(Required task) Count the lines in the listing below that contain the string "wall", treating case as significant, and give only the number.
-- start of Provided information --
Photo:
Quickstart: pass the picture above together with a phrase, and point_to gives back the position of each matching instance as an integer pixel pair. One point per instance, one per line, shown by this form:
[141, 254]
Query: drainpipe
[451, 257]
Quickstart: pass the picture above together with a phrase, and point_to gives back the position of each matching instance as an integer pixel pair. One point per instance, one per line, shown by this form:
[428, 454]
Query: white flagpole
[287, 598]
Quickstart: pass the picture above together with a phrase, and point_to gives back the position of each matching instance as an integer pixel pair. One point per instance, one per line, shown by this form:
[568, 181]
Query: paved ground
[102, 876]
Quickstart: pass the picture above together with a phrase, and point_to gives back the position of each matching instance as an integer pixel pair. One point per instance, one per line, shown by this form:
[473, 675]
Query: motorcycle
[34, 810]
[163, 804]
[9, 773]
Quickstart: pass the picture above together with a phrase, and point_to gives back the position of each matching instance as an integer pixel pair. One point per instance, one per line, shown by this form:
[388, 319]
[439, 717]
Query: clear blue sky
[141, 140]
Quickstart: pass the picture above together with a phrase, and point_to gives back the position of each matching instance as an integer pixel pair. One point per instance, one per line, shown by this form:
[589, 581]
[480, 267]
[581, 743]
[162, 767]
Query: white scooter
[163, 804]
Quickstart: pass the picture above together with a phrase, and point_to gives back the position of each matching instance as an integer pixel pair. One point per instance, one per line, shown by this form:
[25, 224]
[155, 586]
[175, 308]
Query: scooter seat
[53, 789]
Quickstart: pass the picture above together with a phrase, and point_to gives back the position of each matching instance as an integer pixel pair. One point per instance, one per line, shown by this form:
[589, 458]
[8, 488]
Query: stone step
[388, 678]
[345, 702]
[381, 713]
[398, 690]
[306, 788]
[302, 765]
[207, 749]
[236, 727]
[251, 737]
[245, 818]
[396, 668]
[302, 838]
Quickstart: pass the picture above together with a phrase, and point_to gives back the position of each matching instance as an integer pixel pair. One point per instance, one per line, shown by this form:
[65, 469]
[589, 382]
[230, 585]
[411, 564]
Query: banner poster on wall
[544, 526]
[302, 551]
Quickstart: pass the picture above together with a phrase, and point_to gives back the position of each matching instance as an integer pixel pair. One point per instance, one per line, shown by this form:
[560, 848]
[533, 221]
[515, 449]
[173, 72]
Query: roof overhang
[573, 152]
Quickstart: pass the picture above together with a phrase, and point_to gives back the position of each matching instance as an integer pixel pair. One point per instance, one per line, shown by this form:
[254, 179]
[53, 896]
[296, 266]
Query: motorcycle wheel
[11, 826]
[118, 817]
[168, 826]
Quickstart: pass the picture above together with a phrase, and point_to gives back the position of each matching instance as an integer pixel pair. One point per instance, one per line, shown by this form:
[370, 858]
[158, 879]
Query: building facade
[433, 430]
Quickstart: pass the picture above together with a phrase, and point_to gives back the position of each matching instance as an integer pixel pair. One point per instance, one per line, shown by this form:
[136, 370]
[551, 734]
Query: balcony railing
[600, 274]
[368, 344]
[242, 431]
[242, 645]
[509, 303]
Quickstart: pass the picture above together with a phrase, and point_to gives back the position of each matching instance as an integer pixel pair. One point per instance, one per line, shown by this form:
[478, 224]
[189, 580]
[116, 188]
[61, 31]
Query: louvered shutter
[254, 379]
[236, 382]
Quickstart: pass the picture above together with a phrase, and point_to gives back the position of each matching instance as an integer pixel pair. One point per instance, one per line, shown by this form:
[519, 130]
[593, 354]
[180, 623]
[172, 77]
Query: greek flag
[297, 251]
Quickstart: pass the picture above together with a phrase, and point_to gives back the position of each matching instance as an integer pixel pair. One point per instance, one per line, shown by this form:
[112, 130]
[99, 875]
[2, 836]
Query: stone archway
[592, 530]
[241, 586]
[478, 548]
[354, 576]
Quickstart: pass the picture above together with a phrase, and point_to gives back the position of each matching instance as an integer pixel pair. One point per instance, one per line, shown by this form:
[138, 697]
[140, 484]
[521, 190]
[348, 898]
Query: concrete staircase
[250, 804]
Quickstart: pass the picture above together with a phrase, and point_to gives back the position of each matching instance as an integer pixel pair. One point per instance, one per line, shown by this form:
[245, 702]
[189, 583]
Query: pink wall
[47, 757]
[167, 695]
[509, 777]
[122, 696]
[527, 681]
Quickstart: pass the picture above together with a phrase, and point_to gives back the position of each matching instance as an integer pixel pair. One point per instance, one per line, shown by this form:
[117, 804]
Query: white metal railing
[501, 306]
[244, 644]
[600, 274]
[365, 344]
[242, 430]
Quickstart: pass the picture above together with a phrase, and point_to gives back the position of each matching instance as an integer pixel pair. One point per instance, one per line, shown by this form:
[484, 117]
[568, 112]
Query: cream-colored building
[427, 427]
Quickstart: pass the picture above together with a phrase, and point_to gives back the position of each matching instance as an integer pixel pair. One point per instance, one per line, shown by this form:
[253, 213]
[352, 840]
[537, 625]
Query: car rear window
-- end of Provided information --
(Written solution) 2